--- START OF Data provided ---
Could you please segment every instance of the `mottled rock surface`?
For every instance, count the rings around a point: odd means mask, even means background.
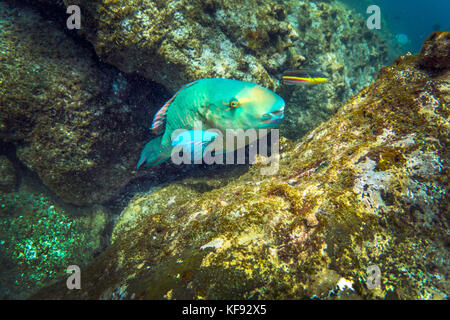
[[[329,121],[281,141],[276,175],[256,164],[197,195],[180,184],[137,197],[124,211],[134,228],[83,270],[82,290],[35,297],[445,299],[449,70],[420,59],[398,58]]]
[[[6,156],[0,156],[0,192],[11,192],[17,188],[17,173]]]
[[[251,81],[280,92],[288,106],[282,134],[291,139],[329,119],[388,63],[380,32],[367,29],[364,16],[336,1],[67,0],[64,4],[81,8],[80,34],[99,57],[172,93],[188,82],[212,77]],[[305,68],[326,72],[328,83],[280,86],[283,71]]]
[[[110,199],[137,176],[146,111],[164,100],[34,11],[0,8],[0,142],[66,202]]]
[[[419,64],[432,69],[450,68],[450,31],[434,32],[426,40],[420,50]]]
[[[64,279],[68,266],[84,268],[108,243],[106,208],[67,205],[36,180],[25,174],[18,190],[0,191],[0,299]]]

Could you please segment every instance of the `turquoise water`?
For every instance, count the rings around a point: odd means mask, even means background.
--- END OF Data provided ---
## Stated goal
Retype every row above word for word, leaving out the pictures.

## Finished exercise
Could you please segment every instance of the `mottled rock surface`?
For every instance, count the rings around a point: odd means mask, even means background.
[[[329,121],[281,141],[276,175],[256,164],[197,195],[180,184],[137,197],[124,211],[134,228],[83,270],[82,290],[35,297],[445,299],[449,70],[420,59],[398,58]]]
[[[6,156],[0,156],[0,192],[11,192],[17,188],[17,173]]]
[[[251,81],[280,92],[288,106],[282,134],[291,139],[329,119],[388,63],[380,32],[367,29],[364,16],[336,1],[67,0],[64,4],[81,8],[80,34],[99,57],[172,93],[188,82],[212,77]],[[305,68],[326,72],[328,83],[280,86],[283,71]]]
[[[110,199],[137,176],[146,111],[164,100],[34,11],[0,8],[0,142],[66,202]]]
[[[419,64],[432,69],[450,68],[450,31],[434,32],[426,40],[420,50]]]
[[[64,279],[68,266],[84,268],[108,243],[106,208],[67,205],[36,180],[25,174],[18,190],[0,191],[0,299]]]

Could you please segment every instance of the `turquoise water`?
For every instance, count the rings around a point: odd means mask, even means background.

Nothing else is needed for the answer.